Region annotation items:
+++++

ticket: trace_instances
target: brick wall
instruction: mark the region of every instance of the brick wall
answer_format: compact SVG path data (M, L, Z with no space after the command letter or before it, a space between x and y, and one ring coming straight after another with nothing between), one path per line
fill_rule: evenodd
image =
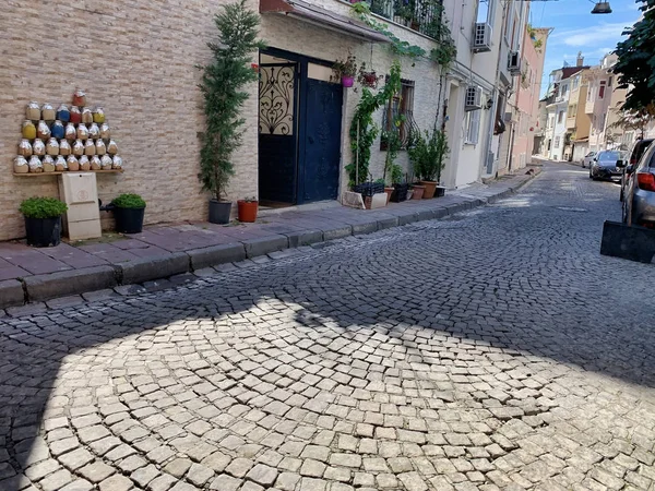
M76 87L87 93L90 106L102 106L119 145L126 171L98 176L104 202L122 192L138 192L148 203L146 224L201 220L206 217L206 194L198 182L199 141L202 130L201 95L196 88L202 64L210 55L206 41L215 39L213 15L218 0L61 0L29 4L9 0L2 12L0 48L0 240L24 236L20 202L33 195L58 195L57 177L17 178L12 161L20 141L25 105L29 100L70 103ZM317 3L348 12L336 0ZM251 2L258 8L255 1ZM432 43L403 27L393 31L426 48ZM270 46L334 60L348 48L379 72L391 64L385 47L361 43L299 21L265 15L261 37ZM371 58L372 57L372 58ZM438 73L433 63L403 62L403 77L416 81L415 118L430 128L437 111ZM247 120L243 146L235 155L236 176L229 197L257 195L257 85L243 108ZM359 97L345 97L349 123ZM378 115L381 122L381 113ZM344 128L347 135L347 124ZM343 163L349 163L349 142L343 139ZM381 177L384 153L373 149L371 169ZM406 166L406 155L400 161ZM345 176L345 172L344 172ZM342 182L345 178L342 178ZM104 227L111 224L103 214Z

+++++

▶ [The request] Convert every line above into a JSON list of strings, one string per line, with blank lines dropped and the pictures left out.

▶ [Exercise output]
[
  "ticket: trace_instances",
  "target: brick wall",
  "instruction: mark the region of every instance of the brick wall",
  "answer_format: compact SVG path data (M, L, Z with no space after the command letter or before it, a space between x and y, and one ring coming straight after another with nothing between), one path per line",
  "fill_rule: evenodd",
  "image =",
  "M76 87L87 93L90 106L102 106L119 145L126 171L98 176L104 202L122 192L138 192L148 203L146 224L201 220L206 217L206 194L198 182L199 141L202 130L201 95L196 88L202 64L210 55L206 41L215 39L213 15L218 0L61 0L29 4L9 0L2 12L0 48L0 240L24 236L20 202L33 195L58 195L57 177L17 178L12 161L20 141L25 105L29 100L70 103ZM317 3L348 12L336 0ZM251 2L258 8L255 1ZM432 43L403 27L393 31L426 48ZM270 46L334 60L348 48L379 72L391 64L385 47L361 43L299 21L265 15L261 37ZM371 58L372 57L372 58ZM438 73L433 63L403 62L403 77L416 81L415 118L430 128L437 111ZM247 120L243 146L235 155L236 176L229 197L257 195L257 85L243 108ZM359 97L345 97L349 123ZM378 115L381 122L381 113ZM344 128L347 135L347 124ZM343 163L349 163L349 142L343 139ZM381 177L384 153L373 149L371 169ZM406 166L406 155L400 161ZM345 176L345 172L344 172ZM342 182L345 178L342 178ZM104 227L111 224L103 214Z"
]